PROBLEM =>
Exact reproduction required: the lines below from the line with "For every <instance>, produce" to the line with "box: [707, 349, 768, 428]", both ends included, and no others.

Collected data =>

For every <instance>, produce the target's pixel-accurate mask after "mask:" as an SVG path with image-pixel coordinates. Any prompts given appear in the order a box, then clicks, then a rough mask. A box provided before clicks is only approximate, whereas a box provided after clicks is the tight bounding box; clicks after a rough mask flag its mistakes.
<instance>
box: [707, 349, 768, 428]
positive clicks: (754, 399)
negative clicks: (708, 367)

--

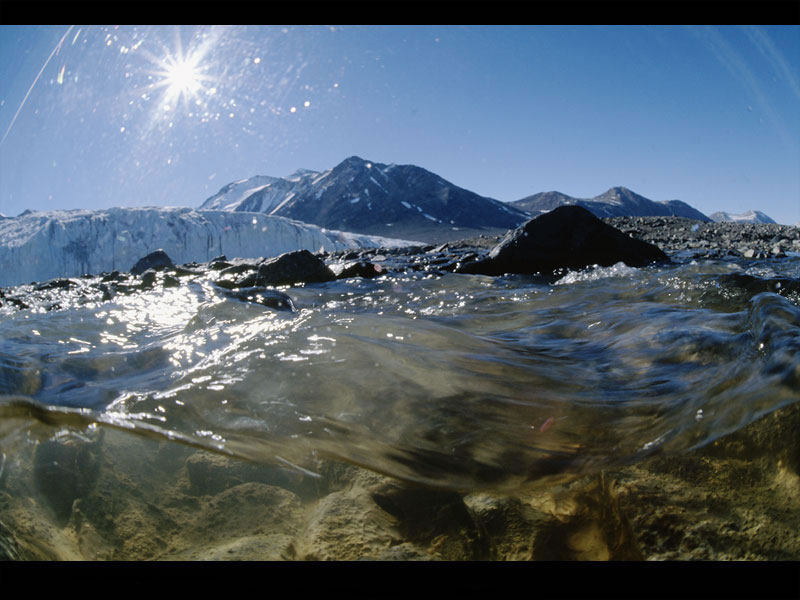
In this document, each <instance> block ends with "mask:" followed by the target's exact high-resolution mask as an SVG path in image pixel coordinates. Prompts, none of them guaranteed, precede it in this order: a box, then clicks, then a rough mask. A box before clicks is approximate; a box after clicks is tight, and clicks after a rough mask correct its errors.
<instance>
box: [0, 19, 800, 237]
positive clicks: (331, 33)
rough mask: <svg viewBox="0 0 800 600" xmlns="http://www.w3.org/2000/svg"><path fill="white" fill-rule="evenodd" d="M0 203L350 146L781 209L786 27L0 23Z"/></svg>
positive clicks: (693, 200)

ANSWER SECTION =>
For every <instance>, produce the target's pixel-accurate mask after "mask:" as an SVG path with image-pixel coordinates. Any prompts given appear in the order a box, then clicks, then a rough mask. A box provided before clicks is only approximate, whereas a box provided after clicks is the tight bounding box; clicks after a rough mask flag its mistakes.
<instance>
box: [707, 349, 768, 428]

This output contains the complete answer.